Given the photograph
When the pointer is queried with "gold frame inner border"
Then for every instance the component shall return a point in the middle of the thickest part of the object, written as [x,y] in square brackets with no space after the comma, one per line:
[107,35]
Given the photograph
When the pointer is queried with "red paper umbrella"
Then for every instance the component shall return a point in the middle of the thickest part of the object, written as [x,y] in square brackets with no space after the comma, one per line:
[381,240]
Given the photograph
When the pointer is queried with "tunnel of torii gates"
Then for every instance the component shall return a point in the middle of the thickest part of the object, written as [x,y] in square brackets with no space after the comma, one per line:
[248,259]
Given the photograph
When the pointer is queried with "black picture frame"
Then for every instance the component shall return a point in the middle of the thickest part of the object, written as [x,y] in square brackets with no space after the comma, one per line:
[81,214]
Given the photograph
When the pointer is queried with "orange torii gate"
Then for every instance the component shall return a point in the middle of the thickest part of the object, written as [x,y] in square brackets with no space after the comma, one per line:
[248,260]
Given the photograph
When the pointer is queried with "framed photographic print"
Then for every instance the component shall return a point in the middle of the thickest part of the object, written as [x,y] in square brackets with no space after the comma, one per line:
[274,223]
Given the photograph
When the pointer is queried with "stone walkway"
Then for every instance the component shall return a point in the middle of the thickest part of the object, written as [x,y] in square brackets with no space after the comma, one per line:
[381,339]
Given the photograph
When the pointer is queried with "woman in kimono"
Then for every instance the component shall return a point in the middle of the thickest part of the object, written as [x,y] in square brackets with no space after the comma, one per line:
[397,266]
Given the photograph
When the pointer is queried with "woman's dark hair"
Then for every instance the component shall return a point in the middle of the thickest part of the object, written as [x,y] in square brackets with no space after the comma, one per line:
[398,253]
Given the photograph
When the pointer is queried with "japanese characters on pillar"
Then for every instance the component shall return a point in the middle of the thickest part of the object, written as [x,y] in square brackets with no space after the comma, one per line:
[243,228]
§
**REQUIRED TASK**
Print every entry exactly as written.

**EXERCISE OUTPUT**
Given the photograph
When the pointer is queried with "gold frame inner border"
Then for every instance the component shall return a point in the middle of the thickest part of the object, written as [x,y] in square brackets with no space after the comma, one per line:
[107,35]
Given the photograph
When the pointer is queried with "red paper umbrella"
Then for every instance the component shall return a point in the middle of the thickest part of the object, written as [x,y] in square brackets with no space after the comma, one per line:
[381,240]
Given the photograph
When the pointer is queried with "tunnel of torii gates"
Then for every instance the component shall return a point in the middle of the thickest part of the object, written as [x,y] in square brackets with no space after the comma, one per line:
[248,259]
Given the photograph
When the pointer is queried with "black picture frame"
Then for every instance the component shall return a point in the middle of the thickest part of the object, written as [x,y] in square brackets with no space after the comma, one per line:
[81,214]
Given the photograph
When the pointer is queried with "orange torii gate"
Then for every instance the component shall return a point in the middle of the thickest part of the object, written as [x,y] in square brackets with no space after the comma, one per line:
[248,260]
Given the photograph
When the pointer is queried with "framed photographic print"
Then for every instance the component shall return a point in the middle of the thickest part of the object, written as [x,y] in square brackets with no space after the comma, one per line:
[274,223]
Given the photograph
When the pointer is queried with "stone walkway"
Then for every instance the component shall return a point in the middle of the thickest part of the object, written as [x,y] in square brackets with no space after the comma, one per line:
[381,339]
Given the photograph
When the pointer is queried with "woman in kimono"
Then for every instance the component shall return a point in the middle of the thickest part of the object, written as [x,y] in square brackets with no space after the comma, one per line:
[397,266]
Given the photograph
When the pointer is queried with "woman's dark hair"
Then for every instance the component shall return a point in the middle of the thickest part of the object, written as [x,y] in square brackets with no space after the comma, one per line:
[398,253]
Given the photograph
When the pointer is queried with "japanese characters on pillar"
Then for every instance the component shall return a point in the middle of the thickest part of the object, written as [x,y] in square brackets with no space after the comma, one per line:
[243,228]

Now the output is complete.